Exercise objective —
Starting with the first line, output the data exactly, through to the last line.

Start of Dataset content

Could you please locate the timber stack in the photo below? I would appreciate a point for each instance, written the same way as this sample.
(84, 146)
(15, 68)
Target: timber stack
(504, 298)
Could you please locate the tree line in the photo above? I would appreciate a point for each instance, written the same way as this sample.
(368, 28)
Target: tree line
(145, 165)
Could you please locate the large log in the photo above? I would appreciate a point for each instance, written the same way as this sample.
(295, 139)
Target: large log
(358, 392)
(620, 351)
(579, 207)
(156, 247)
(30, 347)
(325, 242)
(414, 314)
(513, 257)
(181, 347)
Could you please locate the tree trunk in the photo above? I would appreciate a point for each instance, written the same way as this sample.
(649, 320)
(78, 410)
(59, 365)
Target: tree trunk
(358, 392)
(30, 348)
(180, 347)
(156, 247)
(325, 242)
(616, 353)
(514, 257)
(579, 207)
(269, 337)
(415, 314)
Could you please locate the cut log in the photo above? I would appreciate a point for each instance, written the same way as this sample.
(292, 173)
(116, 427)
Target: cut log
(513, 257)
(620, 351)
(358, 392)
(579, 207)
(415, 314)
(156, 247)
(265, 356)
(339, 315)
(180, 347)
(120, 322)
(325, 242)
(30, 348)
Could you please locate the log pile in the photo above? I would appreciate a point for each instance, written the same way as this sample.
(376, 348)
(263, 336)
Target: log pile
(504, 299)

End of Dataset content

Solved exercise —
Could you please locate the timber stack in the photo below? I would appreciate a point for each instance, written the same way as this sample.
(84, 146)
(15, 68)
Target: timber stack
(504, 298)
Could you please locate the tree line in the photo above? I would appreciate a point for each instance, written the same way as this sample.
(368, 28)
Target: tree line
(145, 165)
Could you please locate the large log in the photo above? I would appreciate a point for each instance, written the same way as this sample.
(295, 139)
Target: large log
(358, 392)
(620, 351)
(579, 207)
(156, 247)
(30, 347)
(325, 242)
(414, 314)
(513, 257)
(181, 347)
Could you please locate the tree trunk in the photo above? I would appreciate a point for each instance, written the same way as this sample.
(649, 320)
(78, 410)
(59, 365)
Target: tree trunk
(358, 392)
(30, 348)
(180, 347)
(156, 247)
(325, 242)
(616, 353)
(514, 257)
(579, 207)
(269, 337)
(415, 314)
Could you please locate the cut log in the photo above? I would appreciate a point for each instance, written the same way as this sample.
(292, 173)
(116, 427)
Target: cut log
(513, 257)
(620, 351)
(358, 392)
(579, 207)
(415, 314)
(156, 247)
(265, 356)
(339, 315)
(180, 347)
(120, 322)
(325, 242)
(30, 348)
Could you please locate the log pile in the photo above? I would appreciate a point for each instance, written the same way as this sample.
(376, 348)
(263, 336)
Target: log pile
(504, 299)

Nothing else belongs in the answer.